## Goal of the exercise
Exclude all pictures from your copy of the data below, which should otherwise match exactly.

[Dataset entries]
--- START ---

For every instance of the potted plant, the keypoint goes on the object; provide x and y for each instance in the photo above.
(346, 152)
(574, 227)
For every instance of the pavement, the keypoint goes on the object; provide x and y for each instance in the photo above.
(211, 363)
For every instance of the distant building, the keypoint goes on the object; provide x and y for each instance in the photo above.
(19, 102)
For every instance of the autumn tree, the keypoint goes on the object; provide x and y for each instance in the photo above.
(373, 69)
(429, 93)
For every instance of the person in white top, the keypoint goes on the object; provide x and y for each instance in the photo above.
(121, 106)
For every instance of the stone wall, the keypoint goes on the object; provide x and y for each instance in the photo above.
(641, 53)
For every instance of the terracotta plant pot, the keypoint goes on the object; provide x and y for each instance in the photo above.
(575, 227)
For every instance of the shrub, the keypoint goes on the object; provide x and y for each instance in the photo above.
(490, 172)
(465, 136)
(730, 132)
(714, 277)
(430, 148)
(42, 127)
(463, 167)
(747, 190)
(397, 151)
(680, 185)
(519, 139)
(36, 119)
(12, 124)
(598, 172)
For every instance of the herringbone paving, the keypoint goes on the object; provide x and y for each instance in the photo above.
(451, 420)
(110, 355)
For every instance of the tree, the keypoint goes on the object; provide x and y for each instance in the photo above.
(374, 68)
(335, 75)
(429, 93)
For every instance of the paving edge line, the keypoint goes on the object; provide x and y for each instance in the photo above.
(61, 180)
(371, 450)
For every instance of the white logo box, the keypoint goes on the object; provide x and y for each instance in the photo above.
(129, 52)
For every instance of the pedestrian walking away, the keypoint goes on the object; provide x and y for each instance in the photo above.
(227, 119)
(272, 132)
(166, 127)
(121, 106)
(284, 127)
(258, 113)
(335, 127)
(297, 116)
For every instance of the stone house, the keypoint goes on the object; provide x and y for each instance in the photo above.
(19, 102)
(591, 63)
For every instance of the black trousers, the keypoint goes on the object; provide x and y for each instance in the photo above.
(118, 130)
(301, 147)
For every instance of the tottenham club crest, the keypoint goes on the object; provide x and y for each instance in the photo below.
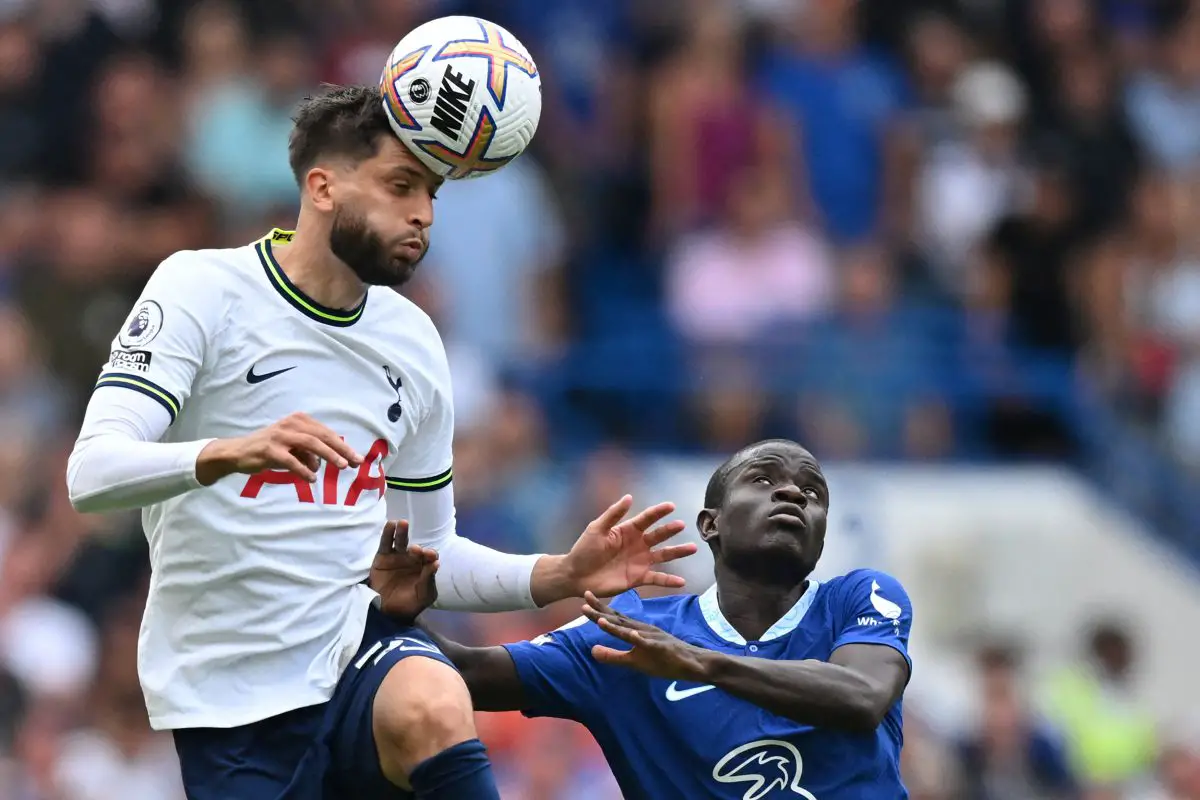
(143, 325)
(395, 410)
(769, 767)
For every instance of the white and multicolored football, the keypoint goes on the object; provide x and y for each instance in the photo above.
(463, 95)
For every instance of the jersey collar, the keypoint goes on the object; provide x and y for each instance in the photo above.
(289, 292)
(712, 611)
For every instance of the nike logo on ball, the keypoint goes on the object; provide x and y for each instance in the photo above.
(252, 378)
(676, 695)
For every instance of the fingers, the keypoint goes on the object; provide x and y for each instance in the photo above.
(610, 656)
(663, 533)
(423, 554)
(288, 461)
(595, 609)
(673, 553)
(401, 537)
(335, 450)
(615, 513)
(597, 603)
(388, 539)
(651, 516)
(619, 631)
(663, 579)
(307, 443)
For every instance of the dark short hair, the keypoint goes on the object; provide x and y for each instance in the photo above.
(346, 121)
(714, 493)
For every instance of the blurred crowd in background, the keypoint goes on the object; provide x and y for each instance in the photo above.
(893, 229)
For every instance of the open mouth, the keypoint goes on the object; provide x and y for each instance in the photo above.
(411, 248)
(790, 515)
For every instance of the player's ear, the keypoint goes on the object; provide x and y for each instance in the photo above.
(319, 188)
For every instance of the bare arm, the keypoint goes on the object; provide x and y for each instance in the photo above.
(853, 691)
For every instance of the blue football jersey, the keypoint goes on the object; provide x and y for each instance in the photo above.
(666, 739)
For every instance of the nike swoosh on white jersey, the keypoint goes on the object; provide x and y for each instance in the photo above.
(676, 695)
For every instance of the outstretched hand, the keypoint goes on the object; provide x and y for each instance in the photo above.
(612, 557)
(403, 575)
(654, 651)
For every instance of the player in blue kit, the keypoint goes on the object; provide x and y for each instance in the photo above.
(769, 685)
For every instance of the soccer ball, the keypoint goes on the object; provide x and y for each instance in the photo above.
(463, 95)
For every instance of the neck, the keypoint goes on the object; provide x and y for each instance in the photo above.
(750, 606)
(315, 270)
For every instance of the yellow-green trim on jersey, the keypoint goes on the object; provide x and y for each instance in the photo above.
(289, 292)
(143, 386)
(421, 483)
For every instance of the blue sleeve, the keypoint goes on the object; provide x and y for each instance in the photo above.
(557, 672)
(874, 608)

--- END ---

## Solution for this exercise
For every instance of the potted plant, the keypoint goes on the object; provide x and y for each instance in the photo above.
(346, 152)
(574, 227)
For every instance of the pavement, the keypoint goes on the object; provide x and y for each instance in the photo above.
(211, 363)
For every instance of the distant building, the keypoint goes on the object; provide x and y for each instance in the photo above.
(19, 102)
For every instance of the autumn tree, the keypoint goes on the object; provide x and y for each instance in the photo above.
(373, 69)
(429, 93)
For every instance of the person in white top, the keypoint goes on the object; provide x and y for each instance in the photo above.
(121, 106)
For every instance of the stone wall, the keypoint goes on the object; provide x and y for each instance in the photo above.
(641, 53)
For every instance of the terracotta plant pot, the keypoint goes on the object; provide x and y for each instance in the photo above.
(575, 227)
For every instance of the shrub, the keypoint goes on the object; provide x and y for each instance in the photo above.
(490, 172)
(465, 136)
(730, 132)
(714, 277)
(430, 148)
(42, 127)
(463, 167)
(747, 190)
(397, 151)
(680, 185)
(519, 139)
(36, 119)
(12, 124)
(598, 172)
For every instance of the herringbone paving, the keypoint goes on the object; provide x and y for each instance in the photo above.
(451, 420)
(110, 355)
For every instance of the tree, the keypoint goes on the object; provide x and y for each instance in the photo above.
(374, 68)
(335, 75)
(429, 93)
For every instance of the paving edge line, the keypoint goes on the object; provide x and y for each instance in the photo above.
(61, 180)
(371, 450)
For every instance of the white logo box, the keypoint goes on the object; provide x and y for each instance in the photo above.
(129, 52)
For every instance of the pedestrian walking away, the keypoint goes on the object; provide x and y for each instance in the photo above.
(227, 119)
(272, 132)
(166, 127)
(121, 106)
(284, 127)
(258, 113)
(335, 127)
(297, 116)
For every instance of the stone house, the keypoint goes on the object; provide x and y for each instance in the photo above.
(19, 102)
(591, 63)
For every instance of the black trousers, the keypoint goes on the object; provide x and y for each instance in the photo above.
(118, 130)
(301, 147)
For every instance of the tottenham club crest, the keypoint goes on the object; provide x and y for each instance in the photo below.
(143, 325)
(395, 410)
(769, 767)
For every instance of the white and multicolored football, the keypoint goes on the object; provide x and y for each instance in the photo above.
(463, 95)
For every instance of the jersey collar, the keypoint goes on the object; provide x and y for each instance in the photo above.
(289, 292)
(712, 611)
For every instance of the nike logo on ball, the keypoint goes on the object; provide x and y for each instance in the photo above.
(252, 378)
(676, 695)
For every instance of the fingers, the keypoint goes on the object; provide x and y for each instance in the photo above.
(610, 656)
(663, 533)
(423, 554)
(288, 461)
(595, 609)
(673, 553)
(401, 537)
(335, 450)
(615, 513)
(597, 603)
(388, 539)
(651, 516)
(619, 631)
(663, 579)
(307, 443)
For every instance of the dark short hair, the keypoint goes on the object; provide x and y for each instance in the photo above.
(346, 121)
(714, 493)
For every instance of the blurred crowd in background, the keypoint goes on the object; provide x and y for each instance in the photo above.
(893, 229)
For every instance of the open mouth, the keypoint goes on the object; provide x and y for each instance in the photo above.
(411, 248)
(790, 515)
For every instance of the player's ear, the keypoint goes on the object; provide x and y for each instance in the photo above.
(319, 188)
For every instance of the bare arm, the keypoint goes on the object; provide x and y for each instance in the photo above.
(853, 691)
For every instance of the blue football jersey, the keypoint goes on the object; provide x and y for each instance in the photo above.
(666, 739)
For every instance of the nike swoosh on white jersey, the keypoint goes on the object; provide x and y for each instance in the photo above.
(676, 695)
For every instance of the outstretched hand, the keypoint goes on the object; provide x and y for each instance in the photo above.
(612, 557)
(403, 575)
(654, 651)
For every instance of the player in blue kit, the keypoint goes on the object; provide x and y for each instance in the photo above.
(769, 685)
For every instance of the soccer ball, the keypoint goes on the object; provide x and y for each instance in the photo above.
(463, 95)
For every instance of the neck, the keypoint goes on the object; provide x and y for each instance in the photo above.
(750, 606)
(315, 270)
For every instance of the yellow-green trim on jersey, the keypoint goes on the object; provide x and y for each instance in the photo above.
(289, 292)
(143, 386)
(421, 483)
For every instance of the blue sleeve, the keypoint goes on the object; provide x and y for each instance in the photo above.
(557, 672)
(874, 608)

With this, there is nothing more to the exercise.